● What the exercise asks: How many lines below contain the string "plank"? Reply with the number alone.

Rows of box annotation data:
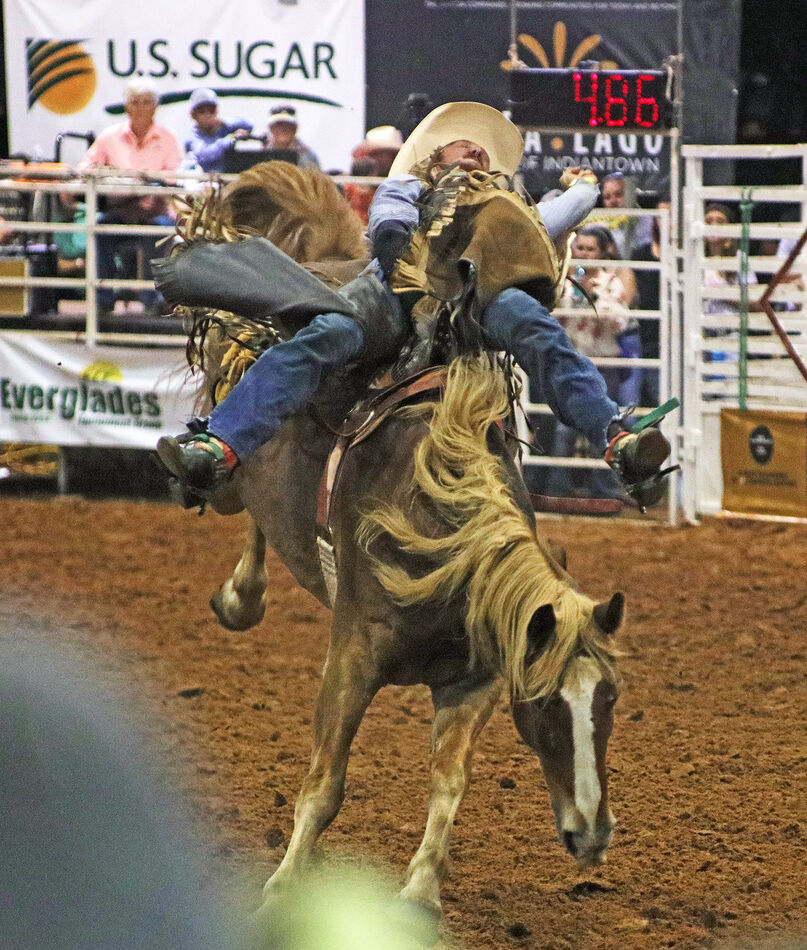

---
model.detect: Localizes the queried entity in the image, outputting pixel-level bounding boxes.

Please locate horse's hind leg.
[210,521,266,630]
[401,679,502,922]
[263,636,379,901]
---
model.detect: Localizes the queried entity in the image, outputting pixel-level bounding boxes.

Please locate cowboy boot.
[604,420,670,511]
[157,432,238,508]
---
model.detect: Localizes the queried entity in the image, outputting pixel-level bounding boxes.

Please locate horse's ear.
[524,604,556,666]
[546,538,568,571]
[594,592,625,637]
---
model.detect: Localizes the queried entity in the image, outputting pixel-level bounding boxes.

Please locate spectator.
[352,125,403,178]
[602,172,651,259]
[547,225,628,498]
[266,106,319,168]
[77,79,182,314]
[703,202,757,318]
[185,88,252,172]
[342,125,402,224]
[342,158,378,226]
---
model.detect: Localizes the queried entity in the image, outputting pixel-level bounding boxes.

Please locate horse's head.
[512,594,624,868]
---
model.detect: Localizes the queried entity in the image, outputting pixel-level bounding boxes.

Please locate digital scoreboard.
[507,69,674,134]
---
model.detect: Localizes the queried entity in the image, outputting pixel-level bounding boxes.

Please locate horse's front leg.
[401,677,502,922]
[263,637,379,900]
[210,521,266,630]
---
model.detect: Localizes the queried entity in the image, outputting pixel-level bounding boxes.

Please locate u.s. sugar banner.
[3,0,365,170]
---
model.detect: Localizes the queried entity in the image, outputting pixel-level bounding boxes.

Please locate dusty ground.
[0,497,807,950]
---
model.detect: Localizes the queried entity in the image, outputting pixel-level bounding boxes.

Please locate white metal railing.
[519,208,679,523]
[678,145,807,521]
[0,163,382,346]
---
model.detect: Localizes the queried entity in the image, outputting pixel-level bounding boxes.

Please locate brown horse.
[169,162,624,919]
==
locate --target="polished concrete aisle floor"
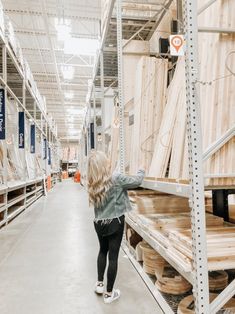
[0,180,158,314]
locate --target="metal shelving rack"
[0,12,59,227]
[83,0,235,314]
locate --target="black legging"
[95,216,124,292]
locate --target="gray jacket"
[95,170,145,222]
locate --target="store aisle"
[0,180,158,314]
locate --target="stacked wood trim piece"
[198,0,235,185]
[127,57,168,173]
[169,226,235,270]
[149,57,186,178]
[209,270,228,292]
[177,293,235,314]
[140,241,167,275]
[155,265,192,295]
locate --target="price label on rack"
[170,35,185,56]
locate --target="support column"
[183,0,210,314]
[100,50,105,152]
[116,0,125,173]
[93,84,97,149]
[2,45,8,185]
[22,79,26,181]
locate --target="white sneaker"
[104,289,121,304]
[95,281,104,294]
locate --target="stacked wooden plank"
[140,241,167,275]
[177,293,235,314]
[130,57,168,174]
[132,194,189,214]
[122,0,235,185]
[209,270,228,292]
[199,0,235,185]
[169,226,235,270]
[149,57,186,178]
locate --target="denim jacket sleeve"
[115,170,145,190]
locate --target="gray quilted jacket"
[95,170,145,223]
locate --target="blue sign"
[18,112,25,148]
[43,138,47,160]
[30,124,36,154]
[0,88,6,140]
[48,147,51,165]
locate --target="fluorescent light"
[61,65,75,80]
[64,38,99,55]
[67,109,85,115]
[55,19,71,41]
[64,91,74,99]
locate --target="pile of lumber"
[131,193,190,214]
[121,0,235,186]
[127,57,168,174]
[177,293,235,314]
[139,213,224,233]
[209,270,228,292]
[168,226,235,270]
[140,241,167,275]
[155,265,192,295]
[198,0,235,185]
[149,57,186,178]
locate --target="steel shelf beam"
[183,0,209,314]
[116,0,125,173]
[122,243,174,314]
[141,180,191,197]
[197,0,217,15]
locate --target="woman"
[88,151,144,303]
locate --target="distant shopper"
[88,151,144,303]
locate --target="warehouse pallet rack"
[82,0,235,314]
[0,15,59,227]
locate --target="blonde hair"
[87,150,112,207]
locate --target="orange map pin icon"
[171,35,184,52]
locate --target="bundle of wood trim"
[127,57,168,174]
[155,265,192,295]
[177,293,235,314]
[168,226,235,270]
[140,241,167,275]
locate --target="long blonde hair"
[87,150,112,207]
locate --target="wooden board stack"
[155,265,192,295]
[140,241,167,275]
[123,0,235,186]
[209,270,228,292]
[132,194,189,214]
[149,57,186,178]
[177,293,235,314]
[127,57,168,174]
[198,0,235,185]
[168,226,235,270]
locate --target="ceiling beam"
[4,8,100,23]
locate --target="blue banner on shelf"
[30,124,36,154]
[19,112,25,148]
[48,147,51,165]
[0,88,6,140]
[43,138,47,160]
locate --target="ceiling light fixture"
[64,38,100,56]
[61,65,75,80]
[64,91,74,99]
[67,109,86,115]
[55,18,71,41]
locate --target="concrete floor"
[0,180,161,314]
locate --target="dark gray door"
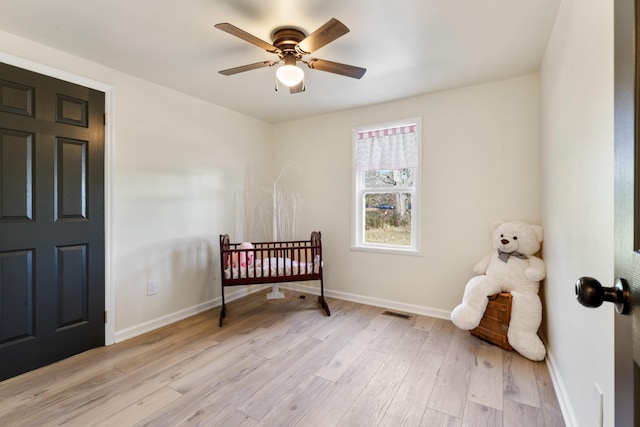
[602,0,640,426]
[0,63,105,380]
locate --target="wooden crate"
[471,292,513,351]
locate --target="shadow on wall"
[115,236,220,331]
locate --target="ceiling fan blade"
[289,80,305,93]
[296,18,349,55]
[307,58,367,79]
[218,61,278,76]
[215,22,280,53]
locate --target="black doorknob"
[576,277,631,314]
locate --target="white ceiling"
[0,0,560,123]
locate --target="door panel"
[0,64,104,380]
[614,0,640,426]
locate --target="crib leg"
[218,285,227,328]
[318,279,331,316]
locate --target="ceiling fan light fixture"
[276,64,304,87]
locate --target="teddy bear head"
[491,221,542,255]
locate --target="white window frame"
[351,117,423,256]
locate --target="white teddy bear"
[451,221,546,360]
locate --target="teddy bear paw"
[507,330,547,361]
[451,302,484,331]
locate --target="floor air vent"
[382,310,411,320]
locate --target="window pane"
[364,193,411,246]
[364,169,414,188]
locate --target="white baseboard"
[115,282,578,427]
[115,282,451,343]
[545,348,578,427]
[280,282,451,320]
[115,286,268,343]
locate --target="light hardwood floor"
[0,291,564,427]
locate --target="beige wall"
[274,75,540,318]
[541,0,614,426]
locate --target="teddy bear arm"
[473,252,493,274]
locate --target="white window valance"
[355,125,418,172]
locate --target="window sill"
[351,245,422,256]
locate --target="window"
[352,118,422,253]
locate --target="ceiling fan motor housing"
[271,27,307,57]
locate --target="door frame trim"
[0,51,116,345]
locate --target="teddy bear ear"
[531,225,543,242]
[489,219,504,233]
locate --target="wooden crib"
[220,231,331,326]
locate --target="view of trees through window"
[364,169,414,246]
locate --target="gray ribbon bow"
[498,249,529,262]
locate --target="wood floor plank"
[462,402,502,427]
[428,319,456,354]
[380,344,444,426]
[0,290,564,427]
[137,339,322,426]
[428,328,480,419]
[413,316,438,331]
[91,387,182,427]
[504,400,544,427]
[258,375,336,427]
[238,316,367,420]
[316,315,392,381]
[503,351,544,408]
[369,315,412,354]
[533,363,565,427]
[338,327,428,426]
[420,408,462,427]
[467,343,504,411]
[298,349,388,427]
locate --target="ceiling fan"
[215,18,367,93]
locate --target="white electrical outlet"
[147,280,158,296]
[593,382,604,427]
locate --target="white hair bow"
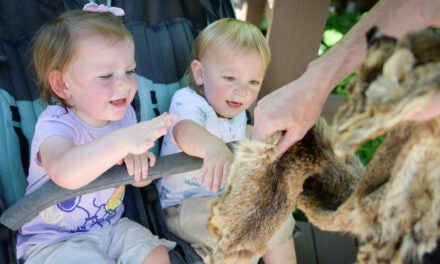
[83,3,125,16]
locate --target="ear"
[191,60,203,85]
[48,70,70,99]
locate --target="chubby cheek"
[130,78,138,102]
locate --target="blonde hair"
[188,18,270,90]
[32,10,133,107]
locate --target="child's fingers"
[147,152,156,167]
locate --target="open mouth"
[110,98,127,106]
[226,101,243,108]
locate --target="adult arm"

● Result of this exercise: 2